╭─ RECORDS TO PROCESS

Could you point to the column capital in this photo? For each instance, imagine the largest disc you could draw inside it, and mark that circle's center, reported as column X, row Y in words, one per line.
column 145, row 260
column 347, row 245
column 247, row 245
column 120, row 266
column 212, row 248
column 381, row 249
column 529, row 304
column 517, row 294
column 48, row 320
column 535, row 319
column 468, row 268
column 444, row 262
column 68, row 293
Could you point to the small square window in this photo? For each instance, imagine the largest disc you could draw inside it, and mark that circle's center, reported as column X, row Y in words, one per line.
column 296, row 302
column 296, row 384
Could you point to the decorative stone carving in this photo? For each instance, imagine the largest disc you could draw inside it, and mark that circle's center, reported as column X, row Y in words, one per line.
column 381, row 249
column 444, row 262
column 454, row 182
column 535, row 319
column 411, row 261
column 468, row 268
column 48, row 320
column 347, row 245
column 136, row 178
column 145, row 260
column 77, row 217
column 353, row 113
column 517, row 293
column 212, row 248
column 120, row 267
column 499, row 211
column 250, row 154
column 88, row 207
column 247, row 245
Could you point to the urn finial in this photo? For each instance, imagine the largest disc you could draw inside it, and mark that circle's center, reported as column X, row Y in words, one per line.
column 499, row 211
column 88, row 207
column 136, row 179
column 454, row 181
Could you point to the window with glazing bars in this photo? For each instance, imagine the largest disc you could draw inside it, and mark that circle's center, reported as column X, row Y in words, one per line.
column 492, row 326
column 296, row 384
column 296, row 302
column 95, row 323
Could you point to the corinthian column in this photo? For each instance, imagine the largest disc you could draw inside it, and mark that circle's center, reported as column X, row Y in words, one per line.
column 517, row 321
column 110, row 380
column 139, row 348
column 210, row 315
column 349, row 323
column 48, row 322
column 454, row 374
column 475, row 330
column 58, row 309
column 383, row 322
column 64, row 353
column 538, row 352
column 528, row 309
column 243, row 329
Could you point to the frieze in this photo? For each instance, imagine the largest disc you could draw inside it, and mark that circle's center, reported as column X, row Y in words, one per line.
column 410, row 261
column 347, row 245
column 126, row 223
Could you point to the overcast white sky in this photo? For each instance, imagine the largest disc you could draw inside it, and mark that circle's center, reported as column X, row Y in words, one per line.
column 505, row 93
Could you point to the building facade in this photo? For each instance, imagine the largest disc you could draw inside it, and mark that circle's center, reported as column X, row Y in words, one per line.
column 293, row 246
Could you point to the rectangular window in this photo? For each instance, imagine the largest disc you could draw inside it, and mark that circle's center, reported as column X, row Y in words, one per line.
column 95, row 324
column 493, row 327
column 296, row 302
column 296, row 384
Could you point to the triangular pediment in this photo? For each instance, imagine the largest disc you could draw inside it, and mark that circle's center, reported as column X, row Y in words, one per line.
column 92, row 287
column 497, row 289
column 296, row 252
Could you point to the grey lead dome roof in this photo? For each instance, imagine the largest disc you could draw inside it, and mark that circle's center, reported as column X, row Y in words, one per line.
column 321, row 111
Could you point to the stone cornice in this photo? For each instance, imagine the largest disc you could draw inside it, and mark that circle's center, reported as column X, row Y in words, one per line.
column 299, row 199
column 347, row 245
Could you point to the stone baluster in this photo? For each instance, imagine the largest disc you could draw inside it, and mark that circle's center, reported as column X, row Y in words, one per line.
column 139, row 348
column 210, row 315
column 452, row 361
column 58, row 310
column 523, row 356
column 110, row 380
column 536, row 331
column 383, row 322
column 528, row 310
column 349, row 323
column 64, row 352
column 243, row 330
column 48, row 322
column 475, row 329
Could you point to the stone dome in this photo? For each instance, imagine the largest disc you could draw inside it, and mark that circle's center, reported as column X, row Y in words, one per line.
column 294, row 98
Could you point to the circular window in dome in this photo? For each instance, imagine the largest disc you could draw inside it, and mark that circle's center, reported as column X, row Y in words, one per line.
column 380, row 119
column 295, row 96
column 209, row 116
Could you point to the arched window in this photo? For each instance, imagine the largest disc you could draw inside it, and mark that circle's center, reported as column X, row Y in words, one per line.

╰─

_TASK PROMPT_: Whatever lines appear above, reproduce every one of them exactly.

_TASK RESULT_:
Could you point to the column capital in this photo? For each instance, imagine the largest disc you could draw inside it, and mark that circle's center, reported as column X, row Y in words, one per line.
column 145, row 260
column 347, row 245
column 247, row 245
column 120, row 266
column 212, row 248
column 381, row 249
column 529, row 304
column 517, row 294
column 48, row 320
column 535, row 319
column 468, row 268
column 444, row 262
column 68, row 293
Could you point to the small square window in this photo? For each instance, imagine the largest disc you could draw inside it, and mark that circle's center, reported as column X, row Y in words, one per line.
column 296, row 302
column 296, row 384
Could you point to the decorative stone carving in this photo? For each instance, imagine the largest disc you could draw inside it, and mark that circle's center, reported as column X, row Y in words, one per line.
column 381, row 249
column 444, row 262
column 454, row 182
column 535, row 319
column 411, row 261
column 468, row 268
column 48, row 320
column 347, row 245
column 136, row 178
column 145, row 260
column 77, row 217
column 353, row 113
column 517, row 293
column 212, row 248
column 120, row 267
column 499, row 211
column 250, row 154
column 88, row 207
column 247, row 245
Could you point to the urn finial in this photo? For each instance, imagine the largest disc you could draw inside it, and mark that circle's center, reported as column X, row Y in words, one per line.
column 499, row 211
column 88, row 207
column 136, row 179
column 454, row 181
Could you point to the window with glazing bars in this photo? For each instance, imagine the largest disc you could draw inside it, and mark that circle's center, reported as column X, row Y in words, one per line.
column 492, row 326
column 296, row 384
column 296, row 302
column 95, row 323
Could you point to the corinthian column in this photo? For each instance, imagine the largest disc you could draw inside it, and mark that circle's center, reported as column X, row Y in words, one per line.
column 517, row 321
column 110, row 380
column 139, row 348
column 210, row 315
column 349, row 323
column 48, row 322
column 454, row 374
column 475, row 330
column 58, row 309
column 383, row 322
column 64, row 353
column 538, row 352
column 528, row 309
column 243, row 329
Could you point to the frieze in this photo? For each instance, imagine the largest disc you could draw inside it, and mark that circle's center, reported as column X, row Y in words, one per line.
column 410, row 261
column 347, row 245
column 126, row 223
Could you point to the overcast white sky in this photo? For each instance, imagine the largest disc you could draw inside it, and mark that circle's center, reported as column X, row Y in words, one per line.
column 505, row 93
Could you point to the building facade in this photo? For each instance, imagine the largest disc you could draw inside it, and mark that circle's center, reported as column X, row Y in words, one per line.
column 293, row 246
Could you point to the rectangular window in this photo? For each instance, imagine the largest disc you could draw inside it, and mark that circle's center, reported as column X, row Y in words, one per line.
column 95, row 324
column 493, row 327
column 296, row 302
column 296, row 384
Could you point to the triangular pediment in this photo? For each instance, imagine the largest disc you could draw inside it, and mark that circle's center, reported as column X, row Y in words, one per line.
column 92, row 287
column 497, row 289
column 296, row 252
Could you point to the grey lead dome roof in this photo? For each instance, imagine the largest disc you could draw inside it, and mark that circle's center, reported as column X, row Y in words, one per line.
column 321, row 111
Could you point to the stone cornice in this photo? For each instance, imagine the largest disc you could draw inside it, and mark that circle's center, reported as column X, row Y in words, one per line.
column 299, row 199
column 347, row 245
Could you point to the stone baluster in this photo? For each instance, imagine the largest disc you could draw inside it, and mark that circle's center, reported as column X, row Y in words, one per line.
column 139, row 348
column 210, row 315
column 452, row 361
column 58, row 310
column 523, row 356
column 110, row 380
column 536, row 331
column 383, row 322
column 528, row 310
column 349, row 323
column 64, row 352
column 243, row 330
column 48, row 322
column 475, row 329
Could you point to the stone dome in this photo? For each instance, imagine the largest disc you could draw inside it, and mark that circle's center, reported as column X, row Y in words, one per line.
column 294, row 98
Could you point to the circular window in dome in this photo? For each instance, imagine the largest disc you could draw inside it, and mark that circle's center, reported as column X, row Y in words, one per line.
column 380, row 119
column 295, row 96
column 209, row 116
Could you point to the arched window in this photo? For each instance, imagine the largest disc you could draw inside it, and mark that circle's center, reported as column X, row Y in words, one per line.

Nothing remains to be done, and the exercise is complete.